SOURCE EXCERPT
MLK Studio believes that a home is a sanctuary. The firm's "ground up" approach includes a keen focus on scale and proportion and a penchant for modern, elegant style.

HQ: Los Angeles. Learn more at MLK Studio and @MLKStudio.

Meg Joannides, Principal of MLK Studio, shares how she creates layered color palettes for clients (despite neutral being her own "go to"), her commitment to bringing clients fresh ideas, and the places where she finds inspiration.

How do you identify the distinct personality of your client in order to create a custom, personalized design plan?

Meg: Every client comes with a different set of needs. First, we look at the big picture–take in the overall architecture they have chosen, either already built or what they plan to build. Then we dig deeper by spending time with the client. What are their fashion choices–colors, textures, overall look. That tells me a lot. Then, do they collect art, do they have pieces they must keep; all of these things help determine design direction.

Often we have clients who moved to California from a large metropolis– and they still want a little bit of that style in their new home. Sometimes we start with Pinterest boards, pinning lots of things from flowers to furniture, architecture to travel images. We then ask the client–what speaks to you? All of the details help us analyze what colors, or no color, how formal or informal. It also takes in a bit of my version of "mind reading"–after 2 decades we rarely get the style direction wrong.



Barn-style building sitting area with four chairs, gambrel wood ceiling, pendant light, and French doors open to tennis court.

You've shared that one of your designer "hats" is that of educator–how do you approach that role?

Meg: Frequently you are working with a client who has never undertaken a design project or even if they have, they gravitate to what they are used to, what they know or have seen. They don't realize the breadth of options, design directions, and the number of decisions involved in the process.

WHAT YOU ARE ASKED TO DO
Update the MLK Studio interview passage starting at "MLK Studio believes" and ending at "Studio and @MLKStudio.", substituting "retreat" for "sanctuary".

DATASET ROWS
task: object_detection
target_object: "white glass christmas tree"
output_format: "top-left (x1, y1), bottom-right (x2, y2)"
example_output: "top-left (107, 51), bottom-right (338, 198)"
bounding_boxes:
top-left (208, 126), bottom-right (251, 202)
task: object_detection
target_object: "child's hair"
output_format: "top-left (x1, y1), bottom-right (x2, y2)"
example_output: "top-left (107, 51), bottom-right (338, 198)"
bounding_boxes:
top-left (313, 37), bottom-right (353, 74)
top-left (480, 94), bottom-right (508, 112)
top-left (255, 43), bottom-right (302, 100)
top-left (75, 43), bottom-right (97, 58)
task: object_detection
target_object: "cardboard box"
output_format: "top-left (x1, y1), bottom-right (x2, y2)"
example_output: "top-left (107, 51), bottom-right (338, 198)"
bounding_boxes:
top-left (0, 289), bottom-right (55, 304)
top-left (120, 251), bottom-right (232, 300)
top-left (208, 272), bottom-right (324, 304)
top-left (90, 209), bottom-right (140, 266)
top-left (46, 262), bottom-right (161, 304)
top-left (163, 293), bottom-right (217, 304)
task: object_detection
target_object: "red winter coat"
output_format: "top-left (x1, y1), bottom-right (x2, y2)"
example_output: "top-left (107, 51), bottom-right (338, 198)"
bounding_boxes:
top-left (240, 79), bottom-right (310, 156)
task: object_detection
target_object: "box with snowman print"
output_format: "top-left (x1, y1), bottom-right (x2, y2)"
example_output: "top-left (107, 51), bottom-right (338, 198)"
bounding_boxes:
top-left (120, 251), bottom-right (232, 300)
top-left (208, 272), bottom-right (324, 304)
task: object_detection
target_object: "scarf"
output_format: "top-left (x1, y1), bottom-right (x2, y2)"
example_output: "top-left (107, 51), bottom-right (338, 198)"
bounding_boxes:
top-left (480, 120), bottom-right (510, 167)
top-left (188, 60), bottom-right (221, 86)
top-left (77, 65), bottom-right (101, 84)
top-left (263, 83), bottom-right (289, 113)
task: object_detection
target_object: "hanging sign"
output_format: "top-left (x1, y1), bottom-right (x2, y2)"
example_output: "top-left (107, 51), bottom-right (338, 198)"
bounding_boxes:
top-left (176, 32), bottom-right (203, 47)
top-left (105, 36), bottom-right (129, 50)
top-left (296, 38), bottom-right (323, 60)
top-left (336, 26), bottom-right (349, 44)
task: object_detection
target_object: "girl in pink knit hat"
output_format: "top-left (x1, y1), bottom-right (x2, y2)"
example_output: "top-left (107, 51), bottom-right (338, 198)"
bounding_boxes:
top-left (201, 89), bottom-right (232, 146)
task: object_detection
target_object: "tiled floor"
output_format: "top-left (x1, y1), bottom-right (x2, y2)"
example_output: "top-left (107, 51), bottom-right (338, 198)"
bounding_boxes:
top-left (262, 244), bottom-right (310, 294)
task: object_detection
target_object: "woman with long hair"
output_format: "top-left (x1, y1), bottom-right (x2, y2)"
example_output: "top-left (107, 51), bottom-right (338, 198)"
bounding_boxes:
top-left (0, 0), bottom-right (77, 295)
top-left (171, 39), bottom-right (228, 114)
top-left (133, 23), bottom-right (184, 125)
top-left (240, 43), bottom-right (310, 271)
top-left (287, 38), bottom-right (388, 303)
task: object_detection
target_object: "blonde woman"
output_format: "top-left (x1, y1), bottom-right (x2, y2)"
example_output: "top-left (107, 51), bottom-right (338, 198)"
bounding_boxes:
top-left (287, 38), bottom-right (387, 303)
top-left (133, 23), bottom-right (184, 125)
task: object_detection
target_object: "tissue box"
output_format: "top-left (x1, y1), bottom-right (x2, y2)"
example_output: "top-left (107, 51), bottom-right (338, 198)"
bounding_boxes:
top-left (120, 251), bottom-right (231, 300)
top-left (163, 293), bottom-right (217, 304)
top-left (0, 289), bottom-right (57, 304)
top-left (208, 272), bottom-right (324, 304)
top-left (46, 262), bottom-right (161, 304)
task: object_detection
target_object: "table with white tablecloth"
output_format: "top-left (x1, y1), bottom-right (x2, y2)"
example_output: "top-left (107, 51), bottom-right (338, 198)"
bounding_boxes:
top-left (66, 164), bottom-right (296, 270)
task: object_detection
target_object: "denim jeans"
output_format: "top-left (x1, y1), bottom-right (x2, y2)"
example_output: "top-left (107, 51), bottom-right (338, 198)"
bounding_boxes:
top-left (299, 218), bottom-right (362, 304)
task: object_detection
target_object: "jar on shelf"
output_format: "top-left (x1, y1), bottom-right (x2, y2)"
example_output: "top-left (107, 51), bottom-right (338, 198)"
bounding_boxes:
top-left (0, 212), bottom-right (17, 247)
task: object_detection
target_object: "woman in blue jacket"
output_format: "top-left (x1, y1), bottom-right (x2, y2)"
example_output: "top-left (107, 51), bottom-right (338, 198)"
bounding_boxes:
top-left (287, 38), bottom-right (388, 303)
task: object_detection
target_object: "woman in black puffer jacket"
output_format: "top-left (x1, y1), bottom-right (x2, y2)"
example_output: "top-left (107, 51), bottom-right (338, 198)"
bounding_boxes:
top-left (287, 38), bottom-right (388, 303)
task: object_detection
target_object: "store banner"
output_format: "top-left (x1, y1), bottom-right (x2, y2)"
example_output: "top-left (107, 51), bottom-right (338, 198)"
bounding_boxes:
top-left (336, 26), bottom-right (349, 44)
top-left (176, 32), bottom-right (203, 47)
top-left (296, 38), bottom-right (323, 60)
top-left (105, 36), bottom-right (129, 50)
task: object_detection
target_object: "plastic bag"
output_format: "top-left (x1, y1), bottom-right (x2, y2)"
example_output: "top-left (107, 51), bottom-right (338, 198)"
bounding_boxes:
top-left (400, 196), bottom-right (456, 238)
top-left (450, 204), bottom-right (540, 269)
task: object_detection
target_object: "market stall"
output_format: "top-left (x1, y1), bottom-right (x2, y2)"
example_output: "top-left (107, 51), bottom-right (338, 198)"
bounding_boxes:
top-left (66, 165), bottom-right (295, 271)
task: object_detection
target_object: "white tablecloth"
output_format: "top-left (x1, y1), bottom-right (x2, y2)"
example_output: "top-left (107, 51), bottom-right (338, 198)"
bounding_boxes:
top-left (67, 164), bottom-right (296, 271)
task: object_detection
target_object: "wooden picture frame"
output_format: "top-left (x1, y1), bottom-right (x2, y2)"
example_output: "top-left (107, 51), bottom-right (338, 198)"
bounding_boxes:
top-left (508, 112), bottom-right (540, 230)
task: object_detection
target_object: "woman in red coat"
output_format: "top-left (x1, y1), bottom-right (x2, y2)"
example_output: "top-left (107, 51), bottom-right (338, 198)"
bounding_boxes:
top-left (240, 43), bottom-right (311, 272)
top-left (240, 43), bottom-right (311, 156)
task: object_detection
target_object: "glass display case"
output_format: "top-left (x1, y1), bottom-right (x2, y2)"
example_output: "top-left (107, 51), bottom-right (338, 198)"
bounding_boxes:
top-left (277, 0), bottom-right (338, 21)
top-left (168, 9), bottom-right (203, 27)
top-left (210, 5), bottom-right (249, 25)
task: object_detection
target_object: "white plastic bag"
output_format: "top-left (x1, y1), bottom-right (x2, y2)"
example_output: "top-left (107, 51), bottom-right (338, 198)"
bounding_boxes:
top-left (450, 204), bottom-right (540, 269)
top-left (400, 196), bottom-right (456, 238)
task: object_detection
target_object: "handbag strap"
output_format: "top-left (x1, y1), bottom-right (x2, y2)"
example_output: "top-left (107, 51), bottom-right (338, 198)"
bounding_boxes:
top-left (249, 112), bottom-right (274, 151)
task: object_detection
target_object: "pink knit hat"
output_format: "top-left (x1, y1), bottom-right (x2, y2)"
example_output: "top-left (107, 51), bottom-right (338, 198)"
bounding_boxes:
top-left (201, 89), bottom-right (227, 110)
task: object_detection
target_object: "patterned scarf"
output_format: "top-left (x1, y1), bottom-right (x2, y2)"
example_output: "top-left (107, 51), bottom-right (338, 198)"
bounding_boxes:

COMPLETED EXERCISE
MLK Studio believes that a home is a retreat. The firm's "ground up" approach includes a keen focus on scale and proportion and a penchant for modern, elegant style.

HQ: Los Angeles. Learn more at MLK Studio and @MLKStudio.